# The records
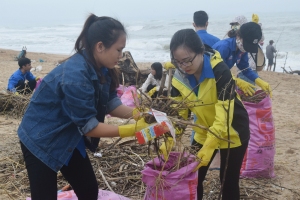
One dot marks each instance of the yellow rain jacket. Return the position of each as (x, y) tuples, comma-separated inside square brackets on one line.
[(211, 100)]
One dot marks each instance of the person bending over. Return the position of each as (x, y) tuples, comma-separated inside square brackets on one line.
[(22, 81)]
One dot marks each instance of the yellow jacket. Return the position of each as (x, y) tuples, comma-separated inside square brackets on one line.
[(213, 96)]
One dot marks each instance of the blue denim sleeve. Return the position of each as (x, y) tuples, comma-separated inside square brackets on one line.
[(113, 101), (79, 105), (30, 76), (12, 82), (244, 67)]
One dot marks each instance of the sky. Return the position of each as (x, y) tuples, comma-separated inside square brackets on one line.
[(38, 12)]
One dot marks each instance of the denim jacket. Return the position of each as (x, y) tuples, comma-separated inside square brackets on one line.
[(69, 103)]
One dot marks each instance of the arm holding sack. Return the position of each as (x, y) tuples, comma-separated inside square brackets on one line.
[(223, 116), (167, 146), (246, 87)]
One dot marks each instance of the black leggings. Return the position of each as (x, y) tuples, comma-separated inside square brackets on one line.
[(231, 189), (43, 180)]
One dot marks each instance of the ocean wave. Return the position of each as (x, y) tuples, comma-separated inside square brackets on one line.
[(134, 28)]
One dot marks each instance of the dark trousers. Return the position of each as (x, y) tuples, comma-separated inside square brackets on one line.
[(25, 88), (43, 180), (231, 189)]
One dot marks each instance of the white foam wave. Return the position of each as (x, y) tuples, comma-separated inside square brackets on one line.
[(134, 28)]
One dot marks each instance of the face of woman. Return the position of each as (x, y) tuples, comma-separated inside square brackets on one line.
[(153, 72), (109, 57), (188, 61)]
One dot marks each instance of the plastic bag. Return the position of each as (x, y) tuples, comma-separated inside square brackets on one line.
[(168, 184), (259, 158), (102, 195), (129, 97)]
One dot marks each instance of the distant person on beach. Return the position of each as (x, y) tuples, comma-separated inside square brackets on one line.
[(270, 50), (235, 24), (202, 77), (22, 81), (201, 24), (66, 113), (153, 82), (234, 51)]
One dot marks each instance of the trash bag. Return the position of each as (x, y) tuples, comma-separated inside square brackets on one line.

---

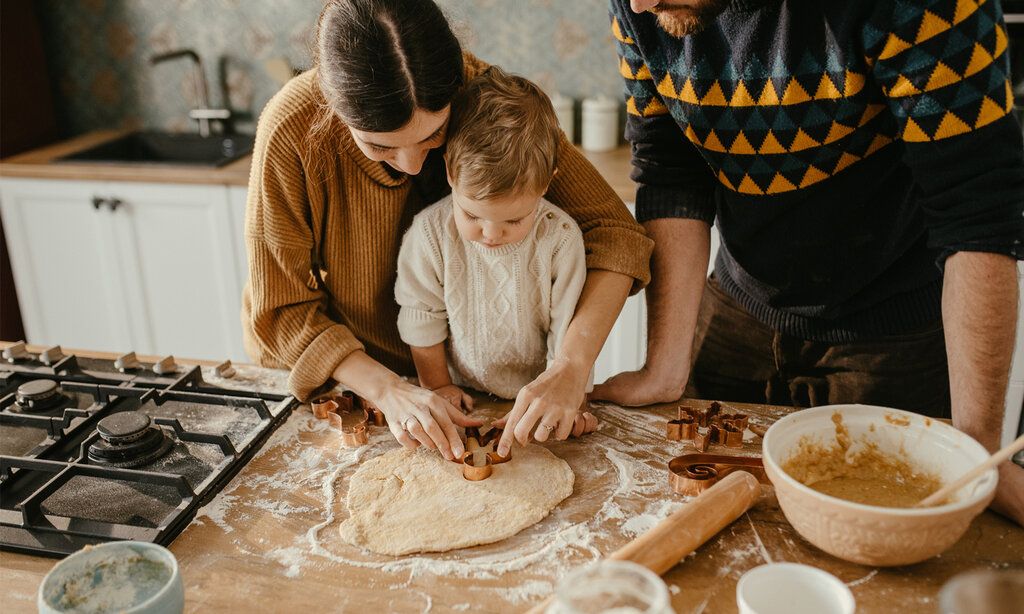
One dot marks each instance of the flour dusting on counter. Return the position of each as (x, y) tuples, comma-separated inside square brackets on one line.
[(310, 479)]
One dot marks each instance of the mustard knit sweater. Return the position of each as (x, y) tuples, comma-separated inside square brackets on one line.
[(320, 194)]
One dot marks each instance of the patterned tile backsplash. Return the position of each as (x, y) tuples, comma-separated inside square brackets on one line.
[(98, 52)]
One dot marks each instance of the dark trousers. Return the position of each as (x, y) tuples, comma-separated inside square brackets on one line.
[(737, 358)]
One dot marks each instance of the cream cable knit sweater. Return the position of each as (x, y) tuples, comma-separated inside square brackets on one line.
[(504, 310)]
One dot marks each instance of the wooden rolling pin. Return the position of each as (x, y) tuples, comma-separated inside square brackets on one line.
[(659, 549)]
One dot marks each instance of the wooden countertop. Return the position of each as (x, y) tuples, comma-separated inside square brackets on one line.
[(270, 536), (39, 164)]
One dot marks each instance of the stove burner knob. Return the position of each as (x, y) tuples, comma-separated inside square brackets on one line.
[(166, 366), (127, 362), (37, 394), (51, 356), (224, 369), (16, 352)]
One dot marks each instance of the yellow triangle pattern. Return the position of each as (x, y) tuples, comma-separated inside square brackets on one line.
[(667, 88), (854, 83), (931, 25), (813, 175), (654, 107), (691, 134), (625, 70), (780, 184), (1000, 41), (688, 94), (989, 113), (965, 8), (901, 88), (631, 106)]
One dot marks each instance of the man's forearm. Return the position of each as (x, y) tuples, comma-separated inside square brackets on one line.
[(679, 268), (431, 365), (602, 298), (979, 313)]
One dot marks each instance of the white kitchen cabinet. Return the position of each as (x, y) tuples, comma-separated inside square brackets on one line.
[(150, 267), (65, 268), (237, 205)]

# Assignment
In the listing above, find the line containing "One dot marks each instance of the distant" and the line containing "One dot marks each instance of the trash", then retype both and every line between them exactly, with nothing else.

# Response to this exercise
One dot marks each instance of the distant person on beach. Return the position of each as (x, y) tuples, comma-separated inside square brackets on one line.
[(270, 50), (235, 24), (202, 77), (22, 81), (201, 24), (66, 113), (153, 82), (234, 51)]
One dot marks each instance of the trash bag. Return the position of each as (x, y) tuples, comma-separated inside square brackets on one line.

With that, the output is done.